## FRAGMENTO DE TEXTO
Christina, con una trayectoria que mezcla compromiso pastoral, activismo feminista y una notable habilidad para hablar de Dios sin pedir permiso, será consagrada como bispa (nótese: en gallego y en femenino, con toda la carga simbólica que ello implica) por tres figuras tan atípicas como resueltas: Bridget Mary Meehan, Gisela Forster y Christine Mayr-Lumetzberger. Mujeres que, sin sede episcopal reconocida ni báculo oficial, ejercen una forma de sucesión apostólica tejida a contracorriente, más cercana al Evangelio compartido que al protocolo pontificio.
Me imagino que no faltará en el acto una merenda comunitaria, porque incluso los gestos de ruptura necesitan calorías. La liturgia vendrá seguida de tortillas sin culpa, empanadas sin dogma, y probablemente vino sin transubstanciación, pero con denominación de origen.

## REGISTROS DE DATOS
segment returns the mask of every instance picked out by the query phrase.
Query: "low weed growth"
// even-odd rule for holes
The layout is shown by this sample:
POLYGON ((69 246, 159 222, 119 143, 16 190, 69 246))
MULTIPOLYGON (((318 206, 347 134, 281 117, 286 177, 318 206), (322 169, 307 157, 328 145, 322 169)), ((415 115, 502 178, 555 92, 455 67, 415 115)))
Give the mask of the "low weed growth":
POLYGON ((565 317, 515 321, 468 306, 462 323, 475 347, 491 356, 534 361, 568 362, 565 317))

## OBJETIVOS
a - Transcribe sin cambios el fragmento sobre la consagración de Christina desde "Me imagino que" hasta "denominación de origen.", ambos incluidos.
b - Según el fragmento sobre la consagración de Christina, ¿quiénes la consagrarán como bispa?

## RESPUESTAS ESPERADAS
a -
Me imagino que no faltará en el acto una merenda comunitaria, porque incluso los gestos de ruptura necesitan calorías. La liturgia vendrá seguida de tortillas sin culpa, empanadas sin dogma, y probablemente vino sin transubstanciación, pero con denominación de origen.

b - Bridget Mary Meehan, Gisela Forster y Christine Mayr-Lumetzberger.